* _YOUR OBJECTIVE_
Rewrite everything in the data below, from the line containing "For the test set, locate each instance of the camel in" down to the end of the data, with both ends included and every request kept unchanged. Scale each pixel coordinate in the answers by 2, rounding to whole numbers with halves rounded up, and leave the pictures out.

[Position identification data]
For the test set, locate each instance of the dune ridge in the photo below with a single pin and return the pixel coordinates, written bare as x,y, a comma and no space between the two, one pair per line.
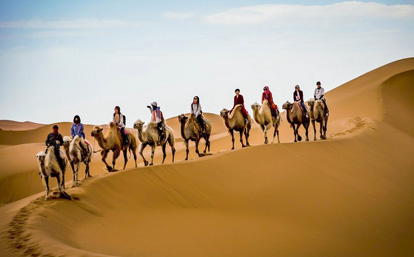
351,195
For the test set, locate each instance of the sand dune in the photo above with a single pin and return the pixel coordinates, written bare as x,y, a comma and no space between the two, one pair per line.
351,195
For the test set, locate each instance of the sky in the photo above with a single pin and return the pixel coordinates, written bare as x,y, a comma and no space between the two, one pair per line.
63,58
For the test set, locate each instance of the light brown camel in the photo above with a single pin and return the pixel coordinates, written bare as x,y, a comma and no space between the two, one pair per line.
112,142
318,114
235,121
295,117
75,155
263,116
49,167
190,130
151,137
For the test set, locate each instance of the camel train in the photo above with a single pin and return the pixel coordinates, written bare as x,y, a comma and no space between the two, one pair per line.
236,119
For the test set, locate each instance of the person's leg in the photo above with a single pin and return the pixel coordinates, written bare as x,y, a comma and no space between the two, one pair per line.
59,158
123,135
201,121
324,103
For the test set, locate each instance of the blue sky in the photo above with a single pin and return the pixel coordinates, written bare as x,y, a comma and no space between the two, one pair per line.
62,58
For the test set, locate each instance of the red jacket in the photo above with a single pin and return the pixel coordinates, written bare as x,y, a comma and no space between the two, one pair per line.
268,96
300,96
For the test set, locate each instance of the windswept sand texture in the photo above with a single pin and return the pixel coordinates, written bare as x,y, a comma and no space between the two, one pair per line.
351,195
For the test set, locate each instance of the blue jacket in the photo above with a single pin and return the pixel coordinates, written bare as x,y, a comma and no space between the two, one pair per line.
77,129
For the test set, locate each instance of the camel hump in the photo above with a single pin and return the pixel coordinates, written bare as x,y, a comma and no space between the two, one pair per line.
237,108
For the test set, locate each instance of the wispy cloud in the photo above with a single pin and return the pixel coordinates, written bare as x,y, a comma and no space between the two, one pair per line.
66,24
290,13
179,15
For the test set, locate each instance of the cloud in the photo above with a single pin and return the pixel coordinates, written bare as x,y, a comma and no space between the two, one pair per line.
66,24
178,15
281,13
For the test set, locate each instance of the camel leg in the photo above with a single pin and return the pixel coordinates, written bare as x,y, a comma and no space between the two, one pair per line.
197,142
306,126
325,128
61,189
116,154
125,157
232,138
314,130
164,154
152,154
186,149
141,150
46,178
205,148
241,138
86,171
75,175
294,131
247,134
104,154
134,151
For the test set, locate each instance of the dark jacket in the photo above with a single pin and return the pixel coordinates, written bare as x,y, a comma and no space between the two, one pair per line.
52,138
300,96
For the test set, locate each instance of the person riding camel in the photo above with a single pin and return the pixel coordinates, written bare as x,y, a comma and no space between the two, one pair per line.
238,99
55,139
120,120
298,97
267,95
319,95
77,130
157,118
198,113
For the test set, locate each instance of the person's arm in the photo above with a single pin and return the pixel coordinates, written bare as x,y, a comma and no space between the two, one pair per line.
47,140
81,133
192,111
60,139
72,130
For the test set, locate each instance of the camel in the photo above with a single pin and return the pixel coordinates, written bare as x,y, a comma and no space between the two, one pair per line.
295,117
73,151
235,121
263,116
318,114
190,130
151,137
112,142
49,167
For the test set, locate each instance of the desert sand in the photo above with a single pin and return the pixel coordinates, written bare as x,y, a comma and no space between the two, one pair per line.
349,195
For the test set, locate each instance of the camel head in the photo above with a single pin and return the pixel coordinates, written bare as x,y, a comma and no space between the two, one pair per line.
255,106
224,113
139,124
310,102
182,118
66,142
112,125
286,105
96,131
41,157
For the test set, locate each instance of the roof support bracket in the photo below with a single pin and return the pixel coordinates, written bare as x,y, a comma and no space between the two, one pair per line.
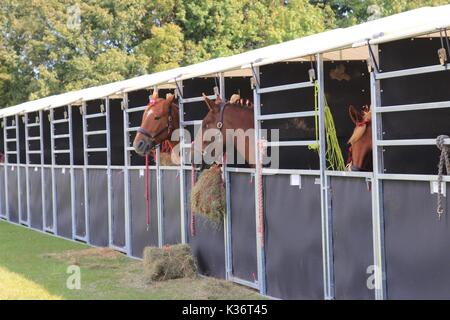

* _THE REPLY_
For the test set, locate each instance of the camel in the photo above with a single pin and return the pixel coordinates, written bare as x,y, a comma and no space between the two, one pair per line.
590,234
146,302
470,242
526,232
636,228
380,260
302,274
224,284
98,334
For the test set, locate each instance of the desert sand in the photo above with a single pin and return the pixel coordinates, written bare as x,y, a comma and no space between the two, one pair per line.
698,390
For the test set, locate each instance of the camel head in the photo above with a single pin and return the pixel coordinates, written bare as x,y, a comma and no space between the two, one pair per line.
510,212
448,226
278,248
620,204
364,236
132,284
224,250
572,210
192,262
82,314
For the test set, locate each instance of the roof support bracket in the photo below with a single pin and return the pixel coordinates, written bare as x,y, a comma and no space between the two, one pair per line.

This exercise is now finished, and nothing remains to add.